Objectif visé A – Dans l'extrait sur les audiences de l'article 745, combien des 55 détenus dont la période d'inadmissibilité à la libération conditionnelle a été réduite se trouvent au Québec ?
Objectif visé B – Poursuivez l'extrait sur les audiences de l'article 745 à partir de sa dernière phrase.

-------- Extrait du document

M. Newark: Pourquoi lui donner cette audience? M. Rock m'a posé la même question au sujet de Clifford Olson. Il m'a demandé pourquoi je faisais tant de chichis au sujet d'une audience puisque le prisonnier ne serait jamais libéré.
C'est vrai, mais, alors, pourquoi lui accorde-t-on une audience? Pourquoi engorgeons-nous notre système judiciaire et disons-nous que c'est ainsi que se font les choses? Sommes-nous à ce point incapables de rédiger des modifications plus pointues que nous nous sentons obligés de conférer un droit absolu ou un droit désormais édulcoré à ceux qui ne devraient pas l'avoir?
Le sénateur Milne: Êtes-vous en train de me dire que vous préférez cet amendement rafistolé aux dispositions prévues actuellement par le code?
M. Newark: Il ne fait aucun doute que cet amendement est préférable à la version actuelle.
Le sénateur Milne: C'est mieux que rien?
M. Newark: Ça ne veut pas dire grand-chose quand on y pense bien. Je pourrais vous raconter bien d'autres histoires à propos des audiences tenues en vertu de l'article 745. J'ai eu l'occasion de voir des rapports du Service correctionnel du Canada bien pires encore que celui-ci au niveau de la désinformation.
Les amendements que nous avons proposés dans notre mémoire -- nous préférerions que le projet de loi soit abrogé -- contribueront dans une très grande mesure à le rendre au moins tolérable, même si cet article continuera d'exister. Nous avons l'intention d'exercer des pressions pour qu'il soit abrogé. Nous pourrons alors revoir les peines pour meurtre s'il le faut. Ces amendements seraient au moins nettement préférables aux dispositions que renferme le projet de loi C-45 du gouvernement.
Le sénateur Milne: Revenons à la possibilité que la demande d'un détenu soit acceptée. On nous a d'ailleurs assurés qu'il ne s'agit pas en fait de 15 ans. Le détenu peut présenter une demande après 15 ans mais l'audience peut n'avoir lieu qu'après 18 ou 19 ans.
Si vous soustrayez le nombre de détenus au Québec qui se sont vu accorder une libération conditionnelle anticipée du nombre de libérations conditionnelles anticipées dans le reste du pays, c'est-à-dire si vous soustrayez 28 de 50, le taux dans le reste du pays semble très faible.
La présidente: Sénatrice Milne, nous avons des chiffres plus récents. Le 28 octobre 1996, 55 détenus ont vu leur période d'inadmissibilité à la libération conditionnelle réduite par les tribunaux. Ce qui retient l'attention du sénateur Milne, c'est que 29 de ces 55 détenus se trouvent dans une seule province, c'est-à-dire au Québec.

----------------
-------- Données enregistrées

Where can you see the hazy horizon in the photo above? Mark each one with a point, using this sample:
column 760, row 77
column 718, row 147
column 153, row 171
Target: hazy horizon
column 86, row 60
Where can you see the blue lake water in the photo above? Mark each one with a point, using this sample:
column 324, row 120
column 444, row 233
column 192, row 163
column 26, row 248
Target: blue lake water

----------------

Bonne réponse A – 29 détenus.

Bonne réponse B –
M. Newark: Je suis au courant de cette anomalie statistique. Je suis d'accord. Je reconnais que j'ai probablement un parti pris mais je pense que cela corrobore notre argument. Quel gaspillage. Quel gaspillage de l'argent du contribuable, sans compter la victimisation tragique de tous ces gens.
Je suis également au courant des autres chiffres qu'on vous a fournis je suppose. On indique également un taux d'échec de 25 p. 100 chez les détenus qui ont été libérés.
Le sénateur Jessiman: Que voulez-vous dire par là?
M. Newark: Le président de la Commission nationale des libérations conditionnelles a fourni ces chiffres au comité de la justice. Vingt-six détenus ont été libérés. De ce nombre, un est mort. Il en reste 25. Trois d'entre eux sont retournés en prison pour avoir enfreint les conditions de leur libération. Un autre a été condamné pour vol à main armée. Quant au dernier, on ignore où il se trouve. Il a disparu dans la nature.
Pour nous, la question n'est pas de savoir si la libération conditionnelle est appropriée pour ce genre de personnes. Le problème porte plutôt sur la nature des actes qu'ils ont commis. Nous avons établi à 25 ans la peine qui doit être imposée pour ce crime. Or, le système s'est détraqué et affiche malgré tout un taux d'échec de 25 p. 100.
Le sénateur Jessiman: On nous a également indiqué qu'aucun de ces détenus n'a commis un autre meurtre une fois libéré.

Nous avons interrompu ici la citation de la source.